##### Given passage #####
Holly's Dissertation



Chapter 1
INTRODUCTION

The use of computer-mediated communication (CMC) is rapidly proliferating. Seventeen million users of eight million computers distribute information by interactive TCP/IP (Transmission Control Protocol/ Internet Protocol) [83] services, twenty-six million users of ten million computers access information by interactive TCP/IP services, and thirty-nine million people use email (electronic mail) [89]. Moreover, the Internet has grown at a rate of 100% per year since 1988 [89]. This growth supports the belief that much of our society's life will soon be conducted through the mediation of computing and networking [2].

Using these computer networks that span the globe, millions of people are communicating daily. These networks provide the medium for the formulation and cultivation of new relationships in computer-mediated groups (CMG). Networked groups coalesce as needed, based on common interests and demand. Some of these computer-mediated groups can be found among the more than six thousand Usenet (Unix Users Network) newsgroups [7]. Even though the CMG participants from Usenet often create distinctive cultures of practice [12], they "have been all but ignored in scholarly work on computer networks and computer-mediated communication" [13].
##### Extracted material #####
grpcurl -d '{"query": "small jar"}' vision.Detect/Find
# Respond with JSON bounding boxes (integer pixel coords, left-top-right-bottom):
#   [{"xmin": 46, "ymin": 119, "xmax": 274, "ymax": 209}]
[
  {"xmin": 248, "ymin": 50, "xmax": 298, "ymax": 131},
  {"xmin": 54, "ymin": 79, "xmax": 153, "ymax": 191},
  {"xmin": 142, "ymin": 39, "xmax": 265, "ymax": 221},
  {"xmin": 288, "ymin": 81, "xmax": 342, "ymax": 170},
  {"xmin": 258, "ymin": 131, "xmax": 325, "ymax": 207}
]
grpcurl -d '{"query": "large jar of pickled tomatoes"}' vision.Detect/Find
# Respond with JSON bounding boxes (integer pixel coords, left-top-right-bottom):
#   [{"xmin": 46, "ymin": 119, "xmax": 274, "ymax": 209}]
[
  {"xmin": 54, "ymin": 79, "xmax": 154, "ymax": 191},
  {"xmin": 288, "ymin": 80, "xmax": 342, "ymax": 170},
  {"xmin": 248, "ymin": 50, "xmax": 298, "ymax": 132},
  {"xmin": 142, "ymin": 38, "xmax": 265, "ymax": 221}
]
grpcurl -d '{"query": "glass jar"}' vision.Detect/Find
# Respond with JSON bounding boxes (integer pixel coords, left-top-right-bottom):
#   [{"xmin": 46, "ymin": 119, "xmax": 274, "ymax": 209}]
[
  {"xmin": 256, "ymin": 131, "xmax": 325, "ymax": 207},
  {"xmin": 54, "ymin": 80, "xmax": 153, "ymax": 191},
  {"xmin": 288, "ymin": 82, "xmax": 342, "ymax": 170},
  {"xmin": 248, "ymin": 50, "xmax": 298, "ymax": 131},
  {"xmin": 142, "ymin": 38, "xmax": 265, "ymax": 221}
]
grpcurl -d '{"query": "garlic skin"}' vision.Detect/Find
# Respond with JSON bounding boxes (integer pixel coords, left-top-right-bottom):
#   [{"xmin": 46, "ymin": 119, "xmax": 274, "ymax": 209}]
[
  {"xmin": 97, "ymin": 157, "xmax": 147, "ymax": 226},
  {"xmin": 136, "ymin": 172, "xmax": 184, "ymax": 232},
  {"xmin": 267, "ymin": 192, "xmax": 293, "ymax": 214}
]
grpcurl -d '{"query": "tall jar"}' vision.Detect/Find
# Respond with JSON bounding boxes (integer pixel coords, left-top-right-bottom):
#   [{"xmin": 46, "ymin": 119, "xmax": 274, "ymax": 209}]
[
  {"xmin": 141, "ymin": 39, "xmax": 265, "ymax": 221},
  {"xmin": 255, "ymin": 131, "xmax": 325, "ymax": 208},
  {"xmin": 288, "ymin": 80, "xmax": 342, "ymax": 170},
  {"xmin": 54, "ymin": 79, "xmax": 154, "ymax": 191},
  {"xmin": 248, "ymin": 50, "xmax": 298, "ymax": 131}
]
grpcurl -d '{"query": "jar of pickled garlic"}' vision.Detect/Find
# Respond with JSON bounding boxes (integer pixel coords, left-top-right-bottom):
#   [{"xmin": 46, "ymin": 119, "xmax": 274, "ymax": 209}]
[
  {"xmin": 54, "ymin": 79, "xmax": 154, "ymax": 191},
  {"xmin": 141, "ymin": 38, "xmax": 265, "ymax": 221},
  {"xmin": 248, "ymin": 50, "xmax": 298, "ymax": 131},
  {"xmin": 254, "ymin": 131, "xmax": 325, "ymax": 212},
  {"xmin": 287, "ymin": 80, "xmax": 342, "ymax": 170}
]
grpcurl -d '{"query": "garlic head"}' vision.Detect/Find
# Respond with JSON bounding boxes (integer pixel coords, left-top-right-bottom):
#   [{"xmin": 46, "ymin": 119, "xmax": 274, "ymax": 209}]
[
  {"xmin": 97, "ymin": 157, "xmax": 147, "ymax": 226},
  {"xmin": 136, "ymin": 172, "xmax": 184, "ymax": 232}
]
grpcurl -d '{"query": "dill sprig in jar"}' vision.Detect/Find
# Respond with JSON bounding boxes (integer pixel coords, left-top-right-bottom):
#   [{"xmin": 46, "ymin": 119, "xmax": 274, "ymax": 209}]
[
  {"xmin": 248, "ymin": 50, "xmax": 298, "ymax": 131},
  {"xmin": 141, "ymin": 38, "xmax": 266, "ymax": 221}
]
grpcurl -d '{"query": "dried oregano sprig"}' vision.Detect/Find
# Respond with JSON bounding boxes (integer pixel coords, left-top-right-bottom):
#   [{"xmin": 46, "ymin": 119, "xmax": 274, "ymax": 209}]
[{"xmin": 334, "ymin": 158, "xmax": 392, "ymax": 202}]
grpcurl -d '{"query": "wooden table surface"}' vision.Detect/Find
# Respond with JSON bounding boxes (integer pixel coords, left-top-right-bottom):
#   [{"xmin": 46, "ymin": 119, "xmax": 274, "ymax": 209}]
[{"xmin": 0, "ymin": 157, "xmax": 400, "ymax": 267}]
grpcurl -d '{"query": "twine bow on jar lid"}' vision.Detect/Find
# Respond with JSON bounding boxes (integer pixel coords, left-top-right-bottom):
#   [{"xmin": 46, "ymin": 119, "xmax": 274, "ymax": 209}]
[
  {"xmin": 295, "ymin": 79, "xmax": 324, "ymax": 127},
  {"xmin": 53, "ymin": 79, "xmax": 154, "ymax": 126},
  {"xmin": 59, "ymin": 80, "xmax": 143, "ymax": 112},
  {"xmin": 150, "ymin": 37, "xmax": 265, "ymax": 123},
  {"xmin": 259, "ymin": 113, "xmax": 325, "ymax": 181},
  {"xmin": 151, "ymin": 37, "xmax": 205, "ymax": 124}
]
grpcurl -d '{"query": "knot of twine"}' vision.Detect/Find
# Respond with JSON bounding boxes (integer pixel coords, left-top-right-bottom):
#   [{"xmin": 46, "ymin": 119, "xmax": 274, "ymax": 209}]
#####
#### Objectives:
a – From the dissertation introduction, translate this sentence into Spanish: "Networked groups coalesce as needed, based on common interests and demand."
b – Pull out each line in the records that contains the string "sprig".

#### Answers to the problems:
a – Los grupos conectados en red se aglutinan según se necesite, en función de intereses comunes y de la demanda.

b –
grpcurl -d '{"query": "dill sprig in jar"}' vision.Detect/Find
grpcurl -d '{"query": "dried oregano sprig"}' vision.Detect/Find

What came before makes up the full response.